### Problem set
**a)** In the commentary on Silber, which three writers does the author place Silber alongside as must-reads?
**b)** State how many lines of the records contain the string "more", with case counting. Give only the number.

### Given text
------------

Smith, like many, many others, thus adopts the captor's perspective, and "fights" on the captor's terms -- and in this sense, he is "defending" his captor, just as a sufferer of Stockholm Syndrome does. If you fight in the manner permitted by those who hold you hostage, how likely do you think it is that your captors will set you free? That's right: they won't. Your captors permit you to "fight" them in certain ways because they know you'll lose.


On this point, we must begin (as I always endeavor to do) with the terrible fact that Obama claims the "right" and power to murder anyone in the world, whenever he wants, for whatever reason he wishes, that is, he claims to hold absolute power. In other words: if you continue to live, it is only because the State permits you to. Gone altogether is even a nod toward the notion of unalienable rights, or that "life" is first among them. Thus, the State gives life by simply not taking it.

It's all like that.  (For those who have not read Silber before:  he's crude, verbose, almost comically self-referential, and he will challenge you.  Don't make the mistake of letting any of that get in the way of what he says.)

Silber has become one of my must-reads*, right up there with Grigg and Wolfe and Shaffer.  I first referenced/reviewed him back in January of 2010, and he has proven reliably on the money since then.  What I continue to find most fascinating about the man is that he appears to have come from just about as far away a perspective as I could imagine personally, and yet arrived at substantially the same place I have. (If ever you want to see what white-hot criticism of "progressives" looks like, just spend a little time at Silber's place.)

------------

### Data for processing
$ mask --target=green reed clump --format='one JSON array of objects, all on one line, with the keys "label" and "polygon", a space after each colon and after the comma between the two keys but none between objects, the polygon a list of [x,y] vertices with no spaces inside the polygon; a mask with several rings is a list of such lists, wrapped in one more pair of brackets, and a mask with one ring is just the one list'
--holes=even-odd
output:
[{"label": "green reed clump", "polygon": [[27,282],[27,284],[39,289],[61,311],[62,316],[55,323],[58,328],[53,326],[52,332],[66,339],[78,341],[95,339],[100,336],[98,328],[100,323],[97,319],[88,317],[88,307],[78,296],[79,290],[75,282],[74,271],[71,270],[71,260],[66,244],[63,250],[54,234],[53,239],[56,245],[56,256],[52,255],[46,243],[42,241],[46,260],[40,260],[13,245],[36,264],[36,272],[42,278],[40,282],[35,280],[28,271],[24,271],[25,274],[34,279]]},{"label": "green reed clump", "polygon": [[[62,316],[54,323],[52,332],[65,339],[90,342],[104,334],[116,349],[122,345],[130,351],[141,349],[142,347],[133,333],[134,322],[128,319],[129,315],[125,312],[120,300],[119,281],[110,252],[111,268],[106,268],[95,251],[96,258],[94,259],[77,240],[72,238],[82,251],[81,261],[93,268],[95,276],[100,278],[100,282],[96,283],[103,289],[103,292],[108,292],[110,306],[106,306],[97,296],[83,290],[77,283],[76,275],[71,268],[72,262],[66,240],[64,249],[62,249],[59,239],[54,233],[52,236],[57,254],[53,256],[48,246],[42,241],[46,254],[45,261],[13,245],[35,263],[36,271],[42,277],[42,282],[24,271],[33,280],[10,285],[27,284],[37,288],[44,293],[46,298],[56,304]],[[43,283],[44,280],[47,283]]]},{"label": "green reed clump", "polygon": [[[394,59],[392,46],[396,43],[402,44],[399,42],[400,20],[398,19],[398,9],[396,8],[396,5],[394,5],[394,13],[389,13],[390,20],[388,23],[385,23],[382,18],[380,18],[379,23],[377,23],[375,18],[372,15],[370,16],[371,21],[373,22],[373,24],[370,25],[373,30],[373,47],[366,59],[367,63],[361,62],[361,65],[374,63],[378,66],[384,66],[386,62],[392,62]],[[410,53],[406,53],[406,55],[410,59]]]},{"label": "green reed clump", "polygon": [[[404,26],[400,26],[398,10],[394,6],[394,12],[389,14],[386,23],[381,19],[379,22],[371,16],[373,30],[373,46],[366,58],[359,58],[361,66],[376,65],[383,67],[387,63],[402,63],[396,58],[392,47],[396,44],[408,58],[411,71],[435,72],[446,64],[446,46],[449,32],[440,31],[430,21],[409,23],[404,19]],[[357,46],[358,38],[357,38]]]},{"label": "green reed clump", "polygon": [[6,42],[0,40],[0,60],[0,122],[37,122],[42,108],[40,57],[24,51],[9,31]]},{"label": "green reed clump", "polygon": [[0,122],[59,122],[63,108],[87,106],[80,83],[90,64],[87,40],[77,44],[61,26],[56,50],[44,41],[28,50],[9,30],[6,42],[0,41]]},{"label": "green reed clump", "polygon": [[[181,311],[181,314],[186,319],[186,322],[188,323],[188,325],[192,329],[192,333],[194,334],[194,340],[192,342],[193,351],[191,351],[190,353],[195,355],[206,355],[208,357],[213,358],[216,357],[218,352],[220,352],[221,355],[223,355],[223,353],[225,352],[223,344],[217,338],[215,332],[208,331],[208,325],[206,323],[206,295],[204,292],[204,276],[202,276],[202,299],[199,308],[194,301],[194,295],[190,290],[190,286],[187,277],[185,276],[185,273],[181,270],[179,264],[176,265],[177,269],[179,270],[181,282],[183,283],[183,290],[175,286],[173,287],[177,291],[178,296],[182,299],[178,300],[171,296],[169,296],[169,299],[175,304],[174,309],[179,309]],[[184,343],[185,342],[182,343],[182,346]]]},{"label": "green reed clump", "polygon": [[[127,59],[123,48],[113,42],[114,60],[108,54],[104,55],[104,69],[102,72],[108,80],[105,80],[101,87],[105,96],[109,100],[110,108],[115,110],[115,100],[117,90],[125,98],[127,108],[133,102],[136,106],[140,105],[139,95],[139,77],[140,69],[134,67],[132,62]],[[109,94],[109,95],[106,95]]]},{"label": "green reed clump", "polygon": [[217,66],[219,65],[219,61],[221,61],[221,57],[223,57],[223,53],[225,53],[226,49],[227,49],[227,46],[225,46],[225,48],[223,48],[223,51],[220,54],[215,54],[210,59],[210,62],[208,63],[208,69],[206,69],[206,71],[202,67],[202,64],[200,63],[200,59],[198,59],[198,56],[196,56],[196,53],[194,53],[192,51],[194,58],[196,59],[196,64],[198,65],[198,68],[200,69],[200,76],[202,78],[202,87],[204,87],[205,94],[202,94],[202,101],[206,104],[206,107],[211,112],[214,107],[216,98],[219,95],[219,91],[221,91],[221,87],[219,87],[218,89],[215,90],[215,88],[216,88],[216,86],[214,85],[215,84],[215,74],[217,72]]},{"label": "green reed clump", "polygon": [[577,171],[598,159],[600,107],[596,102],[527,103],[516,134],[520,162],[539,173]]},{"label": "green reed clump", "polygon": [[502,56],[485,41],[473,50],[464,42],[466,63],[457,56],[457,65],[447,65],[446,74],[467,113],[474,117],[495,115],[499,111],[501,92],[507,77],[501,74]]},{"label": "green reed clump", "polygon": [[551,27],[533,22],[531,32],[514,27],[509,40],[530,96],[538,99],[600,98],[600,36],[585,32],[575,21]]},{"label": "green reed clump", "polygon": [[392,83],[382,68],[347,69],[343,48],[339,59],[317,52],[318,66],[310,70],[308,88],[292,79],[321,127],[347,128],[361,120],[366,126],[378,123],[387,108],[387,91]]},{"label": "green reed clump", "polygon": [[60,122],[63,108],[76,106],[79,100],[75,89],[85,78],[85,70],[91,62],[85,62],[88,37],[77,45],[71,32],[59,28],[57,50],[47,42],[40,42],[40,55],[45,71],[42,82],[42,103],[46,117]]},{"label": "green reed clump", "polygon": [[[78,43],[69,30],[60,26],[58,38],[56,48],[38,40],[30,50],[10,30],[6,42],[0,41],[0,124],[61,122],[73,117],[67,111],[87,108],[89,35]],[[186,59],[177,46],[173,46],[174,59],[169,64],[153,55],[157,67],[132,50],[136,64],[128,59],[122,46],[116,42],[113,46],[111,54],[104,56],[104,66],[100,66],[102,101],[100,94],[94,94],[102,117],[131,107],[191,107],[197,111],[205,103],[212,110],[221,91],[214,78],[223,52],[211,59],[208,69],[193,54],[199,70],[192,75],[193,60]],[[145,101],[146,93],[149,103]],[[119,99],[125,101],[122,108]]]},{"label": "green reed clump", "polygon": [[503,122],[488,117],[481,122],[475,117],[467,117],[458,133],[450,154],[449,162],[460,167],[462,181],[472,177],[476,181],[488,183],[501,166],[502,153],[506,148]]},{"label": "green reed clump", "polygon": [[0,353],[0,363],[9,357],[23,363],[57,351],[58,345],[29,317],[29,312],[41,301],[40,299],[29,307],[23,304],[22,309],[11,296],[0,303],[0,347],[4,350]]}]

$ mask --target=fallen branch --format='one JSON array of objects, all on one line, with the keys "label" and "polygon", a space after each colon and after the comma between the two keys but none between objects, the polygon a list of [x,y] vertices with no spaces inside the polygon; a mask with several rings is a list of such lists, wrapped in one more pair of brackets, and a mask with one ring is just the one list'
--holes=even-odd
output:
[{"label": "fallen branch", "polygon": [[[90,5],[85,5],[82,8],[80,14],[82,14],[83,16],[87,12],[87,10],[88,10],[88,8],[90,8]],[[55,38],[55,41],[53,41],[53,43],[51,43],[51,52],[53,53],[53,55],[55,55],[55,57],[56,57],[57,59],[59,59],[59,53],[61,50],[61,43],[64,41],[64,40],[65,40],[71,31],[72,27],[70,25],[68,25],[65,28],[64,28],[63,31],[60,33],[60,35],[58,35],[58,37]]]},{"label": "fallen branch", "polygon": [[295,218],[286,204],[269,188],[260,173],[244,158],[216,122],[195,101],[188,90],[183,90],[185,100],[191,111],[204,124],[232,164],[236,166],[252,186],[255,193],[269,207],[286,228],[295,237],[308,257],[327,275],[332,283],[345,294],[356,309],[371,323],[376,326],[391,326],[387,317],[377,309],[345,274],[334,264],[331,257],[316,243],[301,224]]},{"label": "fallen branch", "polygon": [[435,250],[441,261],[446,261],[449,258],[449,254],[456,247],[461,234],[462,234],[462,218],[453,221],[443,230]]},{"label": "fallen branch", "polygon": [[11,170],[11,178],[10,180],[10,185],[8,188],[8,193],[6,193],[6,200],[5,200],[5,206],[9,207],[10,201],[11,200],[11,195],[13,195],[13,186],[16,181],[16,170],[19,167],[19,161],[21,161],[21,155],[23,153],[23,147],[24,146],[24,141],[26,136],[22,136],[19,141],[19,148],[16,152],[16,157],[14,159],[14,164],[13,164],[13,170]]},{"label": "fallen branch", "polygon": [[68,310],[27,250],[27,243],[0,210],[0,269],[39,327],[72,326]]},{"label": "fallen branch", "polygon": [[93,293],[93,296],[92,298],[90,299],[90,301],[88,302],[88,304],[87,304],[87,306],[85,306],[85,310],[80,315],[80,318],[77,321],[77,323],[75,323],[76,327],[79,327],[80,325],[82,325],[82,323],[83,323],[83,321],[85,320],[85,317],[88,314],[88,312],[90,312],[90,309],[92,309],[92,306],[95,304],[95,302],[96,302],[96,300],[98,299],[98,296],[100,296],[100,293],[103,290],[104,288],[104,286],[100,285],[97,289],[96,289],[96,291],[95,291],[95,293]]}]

------------

### Set of answers
**a)** Grigg, Wolfe and Shaffer.

**b)** 2